→ **What the task requires**: Copy out every one of the following lines with no changes.

→ **Exercise materials**:
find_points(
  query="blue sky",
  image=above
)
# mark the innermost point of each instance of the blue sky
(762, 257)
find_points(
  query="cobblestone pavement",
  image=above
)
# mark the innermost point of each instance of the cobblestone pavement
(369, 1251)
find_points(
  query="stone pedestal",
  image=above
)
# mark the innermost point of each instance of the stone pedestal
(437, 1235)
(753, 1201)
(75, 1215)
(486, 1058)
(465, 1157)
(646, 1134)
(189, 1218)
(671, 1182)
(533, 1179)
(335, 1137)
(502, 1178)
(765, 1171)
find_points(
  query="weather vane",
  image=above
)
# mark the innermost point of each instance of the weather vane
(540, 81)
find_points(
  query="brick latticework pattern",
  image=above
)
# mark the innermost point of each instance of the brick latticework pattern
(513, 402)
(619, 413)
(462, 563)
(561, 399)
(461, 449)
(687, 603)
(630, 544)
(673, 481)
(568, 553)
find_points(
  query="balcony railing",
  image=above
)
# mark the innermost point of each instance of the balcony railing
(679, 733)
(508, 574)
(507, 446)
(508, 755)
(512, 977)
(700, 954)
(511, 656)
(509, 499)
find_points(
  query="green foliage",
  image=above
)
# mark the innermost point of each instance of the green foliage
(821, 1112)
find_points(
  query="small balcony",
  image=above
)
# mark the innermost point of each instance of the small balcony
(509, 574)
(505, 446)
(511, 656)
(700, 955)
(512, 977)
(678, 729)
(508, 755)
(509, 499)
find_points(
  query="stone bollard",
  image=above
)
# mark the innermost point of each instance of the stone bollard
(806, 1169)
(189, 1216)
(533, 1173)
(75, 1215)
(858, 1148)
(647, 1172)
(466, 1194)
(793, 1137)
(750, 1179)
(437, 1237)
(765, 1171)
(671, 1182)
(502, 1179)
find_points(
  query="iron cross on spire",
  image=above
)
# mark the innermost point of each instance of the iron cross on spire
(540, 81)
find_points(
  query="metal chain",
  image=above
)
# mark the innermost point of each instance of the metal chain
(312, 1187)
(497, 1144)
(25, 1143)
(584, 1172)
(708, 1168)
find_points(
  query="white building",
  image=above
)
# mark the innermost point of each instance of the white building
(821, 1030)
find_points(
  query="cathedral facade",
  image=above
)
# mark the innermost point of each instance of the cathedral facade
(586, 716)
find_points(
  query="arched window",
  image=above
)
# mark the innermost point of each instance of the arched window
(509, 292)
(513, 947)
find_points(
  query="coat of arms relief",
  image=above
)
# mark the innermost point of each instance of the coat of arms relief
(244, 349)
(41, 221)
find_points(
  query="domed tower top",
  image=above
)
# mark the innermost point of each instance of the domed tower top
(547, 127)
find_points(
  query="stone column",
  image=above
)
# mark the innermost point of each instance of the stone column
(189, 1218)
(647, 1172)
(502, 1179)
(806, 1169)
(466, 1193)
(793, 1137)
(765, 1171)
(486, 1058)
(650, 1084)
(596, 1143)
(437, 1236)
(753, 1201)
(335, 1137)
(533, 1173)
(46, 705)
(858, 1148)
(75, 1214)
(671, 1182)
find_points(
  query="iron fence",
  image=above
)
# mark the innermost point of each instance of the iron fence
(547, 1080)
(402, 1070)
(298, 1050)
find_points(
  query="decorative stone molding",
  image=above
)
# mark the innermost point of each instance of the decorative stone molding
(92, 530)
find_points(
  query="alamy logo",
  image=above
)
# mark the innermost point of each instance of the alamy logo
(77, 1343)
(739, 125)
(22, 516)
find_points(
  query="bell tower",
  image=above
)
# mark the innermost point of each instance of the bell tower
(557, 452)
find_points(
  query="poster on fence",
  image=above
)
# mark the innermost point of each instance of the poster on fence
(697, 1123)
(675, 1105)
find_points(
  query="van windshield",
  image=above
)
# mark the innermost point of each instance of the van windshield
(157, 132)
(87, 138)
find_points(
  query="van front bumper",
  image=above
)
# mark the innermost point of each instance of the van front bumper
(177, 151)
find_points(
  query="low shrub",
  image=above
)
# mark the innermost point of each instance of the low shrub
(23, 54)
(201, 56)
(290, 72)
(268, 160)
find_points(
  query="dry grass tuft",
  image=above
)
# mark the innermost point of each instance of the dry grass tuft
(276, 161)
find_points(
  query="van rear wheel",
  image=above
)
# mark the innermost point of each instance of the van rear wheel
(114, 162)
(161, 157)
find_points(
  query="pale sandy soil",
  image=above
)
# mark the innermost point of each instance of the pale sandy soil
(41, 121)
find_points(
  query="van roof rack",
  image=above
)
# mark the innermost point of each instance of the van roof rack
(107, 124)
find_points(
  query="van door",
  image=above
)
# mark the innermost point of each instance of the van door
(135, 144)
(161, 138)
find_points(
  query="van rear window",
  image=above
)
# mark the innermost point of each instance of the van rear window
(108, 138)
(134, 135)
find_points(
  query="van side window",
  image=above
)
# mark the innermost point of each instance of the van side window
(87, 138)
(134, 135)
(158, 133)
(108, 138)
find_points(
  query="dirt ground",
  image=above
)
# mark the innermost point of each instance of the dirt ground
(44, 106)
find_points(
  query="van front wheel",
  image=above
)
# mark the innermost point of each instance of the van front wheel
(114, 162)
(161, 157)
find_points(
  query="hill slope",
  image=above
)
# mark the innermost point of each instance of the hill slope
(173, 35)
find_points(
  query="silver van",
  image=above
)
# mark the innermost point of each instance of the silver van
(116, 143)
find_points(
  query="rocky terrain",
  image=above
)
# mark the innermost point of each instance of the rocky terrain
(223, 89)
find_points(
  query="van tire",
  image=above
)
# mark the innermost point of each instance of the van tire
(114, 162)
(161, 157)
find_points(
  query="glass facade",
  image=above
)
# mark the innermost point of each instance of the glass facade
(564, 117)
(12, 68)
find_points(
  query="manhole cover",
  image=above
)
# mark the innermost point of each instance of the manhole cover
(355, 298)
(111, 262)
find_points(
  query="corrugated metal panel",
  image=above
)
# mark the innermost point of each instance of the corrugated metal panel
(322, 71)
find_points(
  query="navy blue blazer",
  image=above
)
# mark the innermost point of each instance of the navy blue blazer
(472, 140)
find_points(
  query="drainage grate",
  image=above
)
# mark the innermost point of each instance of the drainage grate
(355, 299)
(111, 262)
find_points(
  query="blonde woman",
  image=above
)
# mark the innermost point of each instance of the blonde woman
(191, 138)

→ **Right answer**:
find_points(
  query="blue sky",
  image=above
)
# mark the innermost point of each instance of the blue sky
(762, 257)
find_points(
  query="cobblestone pavement",
  image=above
)
# mark the innermost point of each instance of the cobblestone pavement
(369, 1251)
find_points(
  query="stone pedestal",
  image=above
)
# mark the innermost point of each instance of the stone pedestal
(437, 1235)
(753, 1201)
(75, 1215)
(486, 1058)
(465, 1157)
(646, 1134)
(189, 1218)
(671, 1182)
(533, 1179)
(335, 1137)
(502, 1178)
(765, 1171)
find_points(
  query="weather vane",
  image=above
)
# mark the innermost point of each instance of the weather vane
(540, 81)
find_points(
  query="brick latticework pattern",
  image=above
)
# mark the innermost point of each instance of the brick latticework pattern
(513, 402)
(619, 413)
(462, 563)
(561, 399)
(461, 449)
(687, 603)
(630, 544)
(673, 481)
(568, 553)
find_points(
  query="balcony railing",
  image=above
)
# mark the innermost point of each instance of the balcony railing
(679, 733)
(508, 574)
(507, 446)
(508, 755)
(512, 977)
(700, 954)
(511, 656)
(509, 499)
find_points(
  query="green foliage",
  image=above
)
# mark the innermost point of each instance of the green foliage
(821, 1112)
find_points(
  query="small balcony",
  image=above
)
# mark the innermost point of each instance of the small balcony
(509, 574)
(505, 446)
(511, 656)
(700, 955)
(512, 977)
(678, 729)
(508, 755)
(509, 499)
find_points(
  query="stone bollard",
  image=above
)
# mark the innermost point of each instance of the stone bollard
(806, 1169)
(189, 1216)
(533, 1173)
(75, 1215)
(858, 1148)
(647, 1172)
(466, 1194)
(793, 1137)
(750, 1179)
(437, 1237)
(765, 1171)
(671, 1182)
(502, 1179)
find_points(
  query="iron cross on spire",
  image=above
)
# mark the innermost point of each instance of the iron cross on spire
(540, 81)
find_points(
  query="metal chain",
  image=above
)
# mark the innermost point of each instance of the metal chain
(312, 1187)
(497, 1144)
(25, 1143)
(584, 1172)
(708, 1168)
find_points(
  query="white building",
  image=above
)
# mark the innermost point of each instance of the white building
(821, 1030)
find_points(
  query="cathedral facade",
  image=above
)
# mark the innermost point of each instance of the cathedral facade
(586, 716)
find_points(
  query="arched window",
  image=above
)
# mark the innermost point of each instance of the arched window
(509, 292)
(513, 947)
find_points(
  query="coat of arms relief",
  image=above
)
# mark the innermost point of each instance of the coat of arms relief
(244, 349)
(41, 221)
find_points(
  query="domed tower top",
  image=above
)
# mark the innermost point of each instance of the domed tower top
(547, 127)
find_points(
  query="stone column",
  image=above
)
# mark the innermost point of each instance of the stone column
(189, 1218)
(647, 1172)
(502, 1179)
(806, 1169)
(466, 1193)
(793, 1137)
(765, 1171)
(486, 1058)
(650, 1084)
(596, 1143)
(437, 1236)
(753, 1201)
(335, 1137)
(533, 1173)
(46, 705)
(858, 1148)
(75, 1214)
(671, 1182)
find_points(
  query="iron fence",
  image=above
)
# mark the innermost point of each instance of the iron fence
(547, 1080)
(402, 1070)
(298, 1050)
find_points(
  query="decorative stone molding",
  image=above
)
# mark the innermost point of each instance of the decorative stone molding
(92, 530)
find_points(
  query="alamy logo",
  image=above
)
# mark the innermost point of each instance of the alamy logo
(77, 1343)
(739, 125)
(22, 516)
find_points(
  query="bell tower",
  image=above
)
# mark the innermost point of each instance of the bell tower
(557, 452)
find_points(
  query="poster on fence",
  image=above
)
# mark the innermost point of each instance of the poster on fence
(697, 1123)
(675, 1105)
find_points(
  query="van windshield",
  image=above
)
# mark the innermost point of each instance of the van windshield
(157, 132)
(87, 138)
find_points(
  query="van front bumper",
  image=above
)
# mark the innermost point of each instance of the van front bumper
(177, 151)
find_points(
  query="low shrub",
  image=above
)
# mark the innermost point of each instance of the low shrub
(23, 54)
(201, 56)
(290, 72)
(268, 160)
find_points(
  query="dry grass tuft",
  image=above
)
# mark the innermost point of each instance of the dry grass tuft
(276, 161)
find_points(
  query="van rear wheel",
  image=above
)
# mark the innermost point of each instance of the van rear wheel
(114, 162)
(161, 157)
find_points(
  query="pale sandy soil",
  image=above
)
# mark the innermost point of each instance of the pale sandy soil
(41, 121)
find_points(
  query="van roof rack",
  image=above
)
# mark the innermost point of each instance of the van roof rack
(107, 124)
find_points(
  query="van door",
  image=above
)
# mark the innermost point of each instance of the van door
(135, 144)
(161, 138)
find_points(
  query="van rear window",
  image=above
)
# mark the innermost point of each instance of the van rear window
(108, 138)
(134, 135)
find_points(
  query="van side window",
  image=above
)
# mark the innermost point of each instance of the van side window
(87, 138)
(134, 135)
(158, 133)
(108, 138)
find_points(
  query="dirt ground",
  image=above
)
# mark the innermost point of each instance of the dirt ground
(44, 106)
find_points(
  query="van front wheel",
  image=above
)
# mark the innermost point of each instance of the van front wheel
(114, 162)
(161, 157)
find_points(
  query="hill slope",
  image=above
)
# mark the innermost point of each instance of the hill slope
(173, 35)
find_points(
  query="silver van",
  image=above
)
# mark the innermost point of each instance of the silver van
(116, 143)
find_points(
  query="rocky terrain",
  image=above
)
# mark the innermost point of each instance of the rocky terrain
(223, 89)
find_points(
  query="van tire",
  image=above
)
# mark the innermost point of each instance of the van tire
(114, 162)
(161, 157)
find_points(
  query="glass facade",
  image=above
)
# mark the innermost point of each instance of the glass facade
(564, 117)
(12, 68)
find_points(
  query="manhole cover",
  image=above
)
# mark the innermost point of each instance of the manhole cover
(355, 298)
(111, 262)
find_points(
  query="corrugated metal panel",
  image=above
)
# mark the innermost point of each instance of the corrugated metal panel
(322, 71)
find_points(
  query="navy blue blazer",
  image=above
)
# mark the innermost point of each instance of the navy blue blazer
(472, 140)
find_points(
  query="drainage grate",
  image=above
)
# mark the innermost point of each instance of the drainage grate
(355, 299)
(111, 262)
find_points(
  query="blonde woman",
  image=above
)
# mark the innermost point of each instance of the blonde woman
(191, 138)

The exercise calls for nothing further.